→ **Data to use**:
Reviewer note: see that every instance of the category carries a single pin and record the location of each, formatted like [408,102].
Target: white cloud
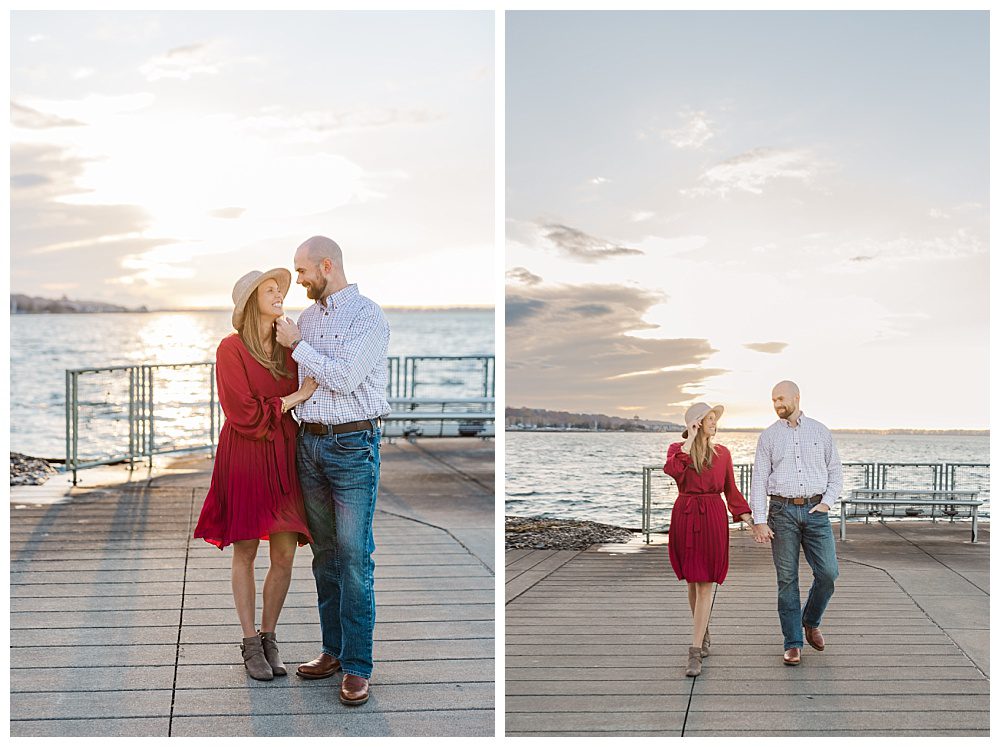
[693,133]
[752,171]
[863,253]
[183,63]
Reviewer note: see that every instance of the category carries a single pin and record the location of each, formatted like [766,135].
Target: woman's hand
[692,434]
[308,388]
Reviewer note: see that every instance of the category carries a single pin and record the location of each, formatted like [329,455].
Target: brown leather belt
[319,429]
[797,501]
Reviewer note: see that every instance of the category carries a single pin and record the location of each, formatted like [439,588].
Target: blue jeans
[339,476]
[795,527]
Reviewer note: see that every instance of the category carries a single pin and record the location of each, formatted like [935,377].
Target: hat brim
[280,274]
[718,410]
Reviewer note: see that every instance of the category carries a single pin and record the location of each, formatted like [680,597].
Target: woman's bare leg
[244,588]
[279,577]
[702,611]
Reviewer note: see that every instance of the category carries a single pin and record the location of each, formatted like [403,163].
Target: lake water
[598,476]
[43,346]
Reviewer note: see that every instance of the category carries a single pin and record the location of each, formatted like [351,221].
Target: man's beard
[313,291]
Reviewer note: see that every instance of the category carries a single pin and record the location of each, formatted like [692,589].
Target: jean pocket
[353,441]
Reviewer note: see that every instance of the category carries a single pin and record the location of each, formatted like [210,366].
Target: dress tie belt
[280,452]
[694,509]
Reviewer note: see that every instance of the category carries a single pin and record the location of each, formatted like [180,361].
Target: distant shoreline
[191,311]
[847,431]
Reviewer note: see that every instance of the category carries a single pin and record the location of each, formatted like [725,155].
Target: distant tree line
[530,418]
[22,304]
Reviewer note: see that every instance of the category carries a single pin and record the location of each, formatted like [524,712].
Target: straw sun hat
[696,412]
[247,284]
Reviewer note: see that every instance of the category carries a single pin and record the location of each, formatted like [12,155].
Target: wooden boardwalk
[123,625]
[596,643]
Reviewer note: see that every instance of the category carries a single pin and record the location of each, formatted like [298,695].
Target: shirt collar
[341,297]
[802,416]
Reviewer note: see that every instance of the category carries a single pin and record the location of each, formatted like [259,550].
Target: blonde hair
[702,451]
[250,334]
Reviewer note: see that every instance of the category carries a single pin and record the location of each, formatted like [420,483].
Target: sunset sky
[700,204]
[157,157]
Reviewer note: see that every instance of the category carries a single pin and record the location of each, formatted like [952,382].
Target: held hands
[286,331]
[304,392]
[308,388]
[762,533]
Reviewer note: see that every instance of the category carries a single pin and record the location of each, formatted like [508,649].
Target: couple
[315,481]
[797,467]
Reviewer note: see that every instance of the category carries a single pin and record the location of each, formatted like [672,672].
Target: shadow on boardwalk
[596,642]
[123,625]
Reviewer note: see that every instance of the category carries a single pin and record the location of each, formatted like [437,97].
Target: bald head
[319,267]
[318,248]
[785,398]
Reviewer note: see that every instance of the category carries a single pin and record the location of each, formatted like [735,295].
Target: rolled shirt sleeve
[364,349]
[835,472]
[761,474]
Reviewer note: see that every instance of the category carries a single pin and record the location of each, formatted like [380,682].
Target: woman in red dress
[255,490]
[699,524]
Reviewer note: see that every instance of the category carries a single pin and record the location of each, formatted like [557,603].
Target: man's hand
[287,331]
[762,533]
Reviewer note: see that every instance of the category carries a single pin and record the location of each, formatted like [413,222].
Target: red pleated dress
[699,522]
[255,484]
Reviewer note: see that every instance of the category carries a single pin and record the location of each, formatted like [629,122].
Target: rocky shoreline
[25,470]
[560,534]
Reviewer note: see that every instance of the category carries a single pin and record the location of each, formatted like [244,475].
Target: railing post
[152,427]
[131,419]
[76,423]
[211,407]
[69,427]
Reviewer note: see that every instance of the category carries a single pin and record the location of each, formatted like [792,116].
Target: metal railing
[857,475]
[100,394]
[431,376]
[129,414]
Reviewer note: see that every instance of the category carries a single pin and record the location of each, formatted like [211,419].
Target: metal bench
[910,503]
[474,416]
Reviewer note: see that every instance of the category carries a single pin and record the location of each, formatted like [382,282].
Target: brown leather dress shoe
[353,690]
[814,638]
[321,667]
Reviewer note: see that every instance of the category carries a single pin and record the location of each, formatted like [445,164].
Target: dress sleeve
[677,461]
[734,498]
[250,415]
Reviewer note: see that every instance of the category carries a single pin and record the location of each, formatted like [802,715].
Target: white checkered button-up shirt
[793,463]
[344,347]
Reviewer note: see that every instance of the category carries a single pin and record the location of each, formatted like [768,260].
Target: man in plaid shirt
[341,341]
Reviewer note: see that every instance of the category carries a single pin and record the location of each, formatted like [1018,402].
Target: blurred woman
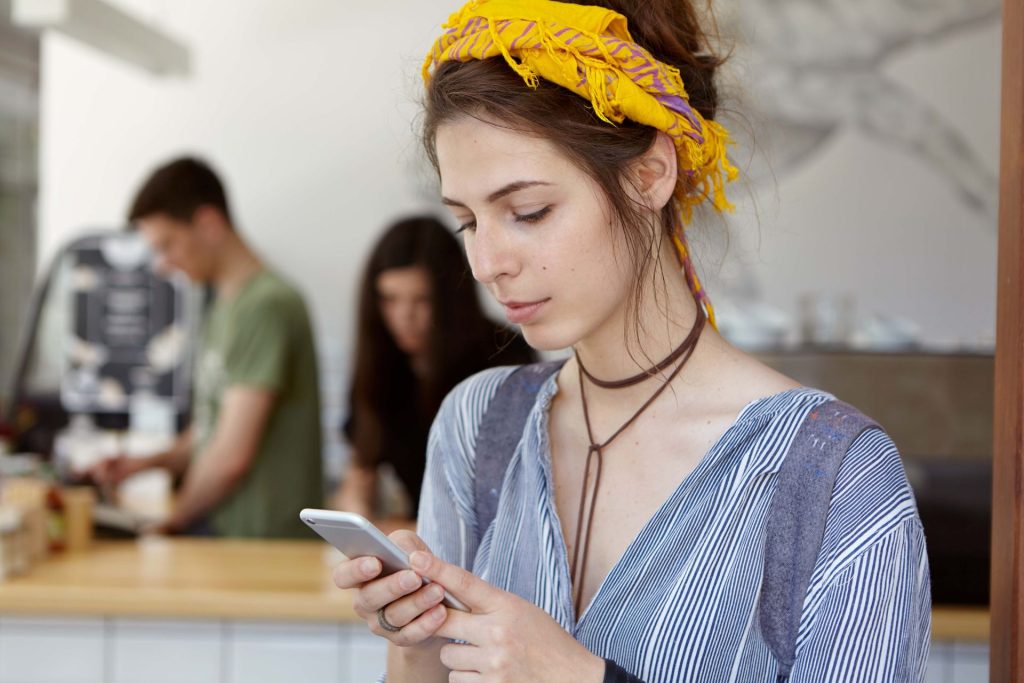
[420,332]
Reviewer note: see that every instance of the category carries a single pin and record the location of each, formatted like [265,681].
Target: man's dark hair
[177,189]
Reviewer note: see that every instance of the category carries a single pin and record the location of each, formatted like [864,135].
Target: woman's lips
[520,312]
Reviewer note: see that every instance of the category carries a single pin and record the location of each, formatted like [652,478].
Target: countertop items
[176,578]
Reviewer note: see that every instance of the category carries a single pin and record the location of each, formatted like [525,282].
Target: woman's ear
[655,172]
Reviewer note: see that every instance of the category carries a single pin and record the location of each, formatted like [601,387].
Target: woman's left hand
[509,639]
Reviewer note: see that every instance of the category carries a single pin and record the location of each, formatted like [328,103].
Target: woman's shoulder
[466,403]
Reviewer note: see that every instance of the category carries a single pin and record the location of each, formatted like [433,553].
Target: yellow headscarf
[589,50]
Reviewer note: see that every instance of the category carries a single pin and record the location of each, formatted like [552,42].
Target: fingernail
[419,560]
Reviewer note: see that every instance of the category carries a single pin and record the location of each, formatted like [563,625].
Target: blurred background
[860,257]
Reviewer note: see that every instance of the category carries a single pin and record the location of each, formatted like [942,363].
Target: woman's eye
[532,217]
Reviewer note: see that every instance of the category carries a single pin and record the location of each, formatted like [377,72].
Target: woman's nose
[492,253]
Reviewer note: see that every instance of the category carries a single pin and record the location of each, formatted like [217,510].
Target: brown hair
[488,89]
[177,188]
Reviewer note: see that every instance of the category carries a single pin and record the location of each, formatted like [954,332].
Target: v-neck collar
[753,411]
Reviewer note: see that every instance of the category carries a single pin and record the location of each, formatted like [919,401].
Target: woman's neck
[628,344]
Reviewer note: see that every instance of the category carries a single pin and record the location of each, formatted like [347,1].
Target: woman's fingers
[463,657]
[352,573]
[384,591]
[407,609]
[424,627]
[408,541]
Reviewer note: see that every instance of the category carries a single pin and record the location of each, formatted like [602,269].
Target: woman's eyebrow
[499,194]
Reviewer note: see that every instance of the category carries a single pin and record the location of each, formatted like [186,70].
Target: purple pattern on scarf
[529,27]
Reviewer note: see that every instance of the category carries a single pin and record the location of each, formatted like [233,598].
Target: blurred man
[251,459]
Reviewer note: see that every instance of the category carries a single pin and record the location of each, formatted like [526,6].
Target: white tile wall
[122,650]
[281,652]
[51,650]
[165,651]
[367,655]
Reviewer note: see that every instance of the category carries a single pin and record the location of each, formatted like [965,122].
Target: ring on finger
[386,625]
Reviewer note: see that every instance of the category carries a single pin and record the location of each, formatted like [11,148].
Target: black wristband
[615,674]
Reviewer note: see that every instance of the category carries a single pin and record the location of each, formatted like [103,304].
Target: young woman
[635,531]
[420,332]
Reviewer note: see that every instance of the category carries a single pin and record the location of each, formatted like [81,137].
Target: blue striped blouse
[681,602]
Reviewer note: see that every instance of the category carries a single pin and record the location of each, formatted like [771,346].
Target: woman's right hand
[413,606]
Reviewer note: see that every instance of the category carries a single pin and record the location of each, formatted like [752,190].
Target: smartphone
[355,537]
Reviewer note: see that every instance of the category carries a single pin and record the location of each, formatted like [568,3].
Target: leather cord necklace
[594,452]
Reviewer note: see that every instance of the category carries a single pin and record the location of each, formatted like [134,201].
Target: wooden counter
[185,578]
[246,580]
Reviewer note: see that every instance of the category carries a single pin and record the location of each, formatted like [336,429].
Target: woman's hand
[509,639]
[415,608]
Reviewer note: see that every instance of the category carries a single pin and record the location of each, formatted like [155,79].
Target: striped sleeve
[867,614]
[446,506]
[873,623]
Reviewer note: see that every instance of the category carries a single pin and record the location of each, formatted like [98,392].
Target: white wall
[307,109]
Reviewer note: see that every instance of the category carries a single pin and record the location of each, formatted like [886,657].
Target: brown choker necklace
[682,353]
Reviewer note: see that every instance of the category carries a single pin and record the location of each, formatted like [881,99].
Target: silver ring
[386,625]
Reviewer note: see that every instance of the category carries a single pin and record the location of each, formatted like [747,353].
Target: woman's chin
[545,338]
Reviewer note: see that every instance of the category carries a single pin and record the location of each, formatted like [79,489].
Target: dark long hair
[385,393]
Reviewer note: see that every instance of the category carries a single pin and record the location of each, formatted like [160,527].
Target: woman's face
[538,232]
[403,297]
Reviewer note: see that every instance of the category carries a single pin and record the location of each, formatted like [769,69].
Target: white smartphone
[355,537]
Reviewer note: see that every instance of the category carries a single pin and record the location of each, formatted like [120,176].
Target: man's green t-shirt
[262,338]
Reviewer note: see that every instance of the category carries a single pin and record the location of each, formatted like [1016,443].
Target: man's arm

→ **Task directions**: Find the line containing "formatted like [881,99]." in the material above. Print it and every line after it through the end, exactly and only those.

→ **Completed exercise**:
Reviewer note: see that every instance of the category carries a single pin and record the location of each, formatted like [881,99].
Target: silver ring
[386,625]
Reviewer note: see that every instance of the category carries a single pin and record the location of each, formatted like [747,353].
Target: woman's chin
[545,338]
Reviewer note: see that every instance of the category carries a single pin and record the location of each, formatted like [79,489].
Target: dark long hair
[385,393]
Reviewer note: see that every instance of the category carries a single pin and record the location of each, formatted like [160,527].
Target: woman's face
[538,232]
[403,297]
Reviewer note: see that every instance of the category carries a single pin and record the location of each, formatted like [769,69].
Target: white smartphone
[355,537]
Reviewer note: see that every instance of the category carries a single pin and record the location of each, formatted like [120,176].
Target: man's green t-shirt
[262,338]
Reviewer note: see that every instance of the category carries a single pin and record the location of each, formatted like [1016,443].
Target: man's arm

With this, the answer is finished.